## TEXTAUSZUG
------------------------------------------------------------

Die Ägypter unterscheiden eine zyklische und eine nichtzyklische Zeit; die eine nennen sie Neheh, die andere Djet. Neheh, die zyklische Zeit, ist die ewige Wiederkehr des Gleichen; sie wird erzeugt durch die Bewegung der Gestirne und daher in der Hieroglyphenschrift mit dem Zeichen der Sonne determiniert. Diese Zeit wird mit dem Begriff des Werdens verbunden, der im Ägyptischen mit dem Bild des Skarabäus, dem zentralen Heilssymbol der Ägypter, geschrieben wird. Nicht das Sein, sondern das Werden steht im Zentrum ihres Denkens. Die Zyklen werden und vergehen, und was innerhalb der Zyklen wird, vergeht in der Hoffnung erneuerten Werdens. Die nichtzyklische Zeit wird mit dem Begriff des Bleibens, Währens, Dauerns assoziiert. Sie wird mit dem Zeichen der Erde determiniert. Ihre Symbole sind Stein und Mumie, ihr Gott ist Osiris, der gestorbene Gott, der dem Totenreich vorsteht. Djet ist ein heiliger Raum der Dauer, in dem das Vollendete unwandelbar fortdauernd aufgehoben ist. Daher heißt Osiris als Herr der Djet Wannafre »Der in Vollendung Währende«. Djet ist stillstehende Zeit; Bewegung gibt es nur im Neheh. Neheh ist daher der Oberbegriff der Zeiteinheiten, der kalendarischen Zeit.
 
Der ägyptische Kalender beruhte auf dem Sonnenjahr, das mit 365 Tagen, also um einen Vierteltag zu kurz, berechnet wurde.Es begann mit dem Einsetzen der Nilüberschwemmung, das mit einem astronomischen Ereignis, dem Frühaufgang der Sothis (des Sterns Sirius) verknüpft wurde (Mitte Juli nach dem julianischen Kalender), und gliederte sich in zwölf Monate zu je 30 Tagen, die zu drei Jahreszeiten zusammengefasst wurden. Am Ende dieser 360 Tage wurden fünf »Zusatztage« (Epagomenen) angehängt.

------------------------------------------------------------

## DATENSATZ
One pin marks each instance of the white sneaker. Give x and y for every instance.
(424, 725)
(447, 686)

------------------------------------------------------------

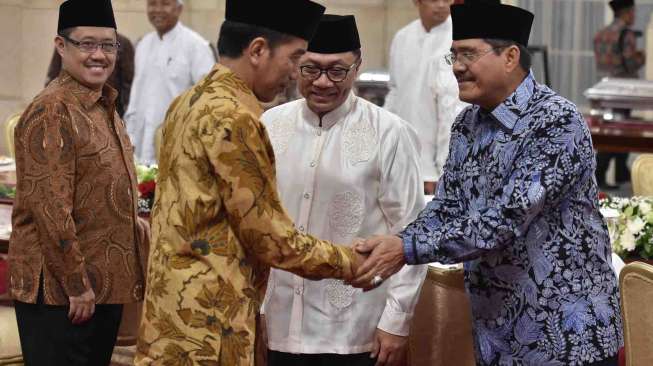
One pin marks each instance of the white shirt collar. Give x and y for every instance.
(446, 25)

------------------------------------------------------------

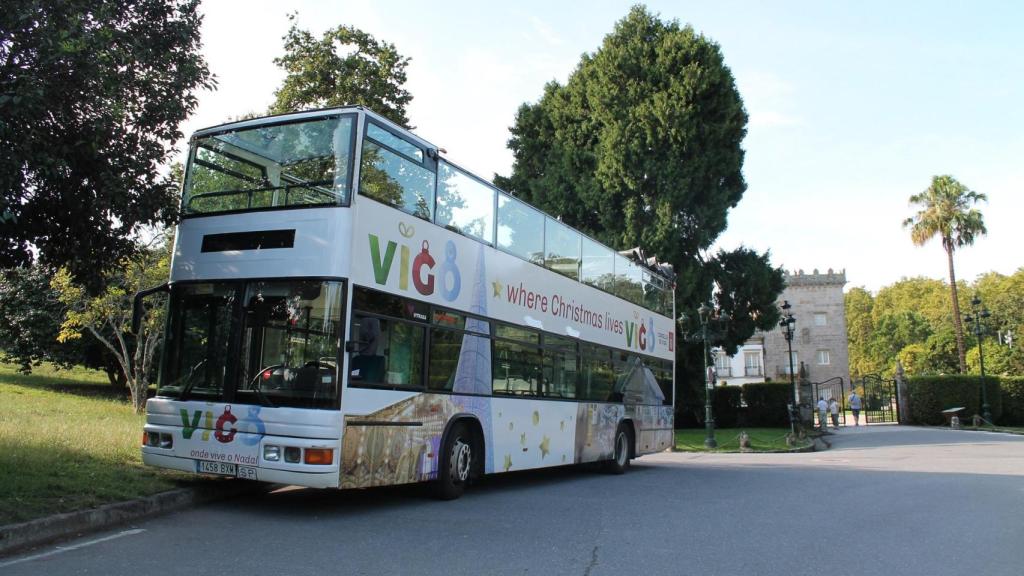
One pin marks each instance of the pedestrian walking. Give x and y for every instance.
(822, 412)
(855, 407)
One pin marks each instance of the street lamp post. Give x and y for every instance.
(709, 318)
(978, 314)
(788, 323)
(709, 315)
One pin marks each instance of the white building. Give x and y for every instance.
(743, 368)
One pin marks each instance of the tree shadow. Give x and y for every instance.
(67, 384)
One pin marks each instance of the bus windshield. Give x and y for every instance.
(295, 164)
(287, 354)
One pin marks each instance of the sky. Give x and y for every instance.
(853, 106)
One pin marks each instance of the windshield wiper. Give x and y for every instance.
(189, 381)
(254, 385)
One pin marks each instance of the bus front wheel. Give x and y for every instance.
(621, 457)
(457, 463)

------------------------------------------------------------

## AUFGABENSTELLUNG
Beantworte zum Textauszug über das ägyptische Zeitverständnis diese Fragen:
1. Mit welchem Zeichen wird Neheh in der Hieroglyphenschrift determiniert?
2. Welcher Gott ist Herr der Djet, und welchen Beinamen trägt er in dieser Rolle?
3. Wie viele Tage hatte jeder der zwölf Monate, und wie viele Zusatztage kamen am Ende hinzu?

## SCHRIFTLICHE ANTWORT
1. Neheh wird mit dem Zeichen der Sonne determiniert.
2. Herr der Djet ist Osiris, der in dieser Rolle Wannafre heißt, »Der in Vollendung Währende«.
3. Jeder Monat hatte 30 Tage, und am Ende kamen fünf Zusatztage (Epagomenen) hinzu.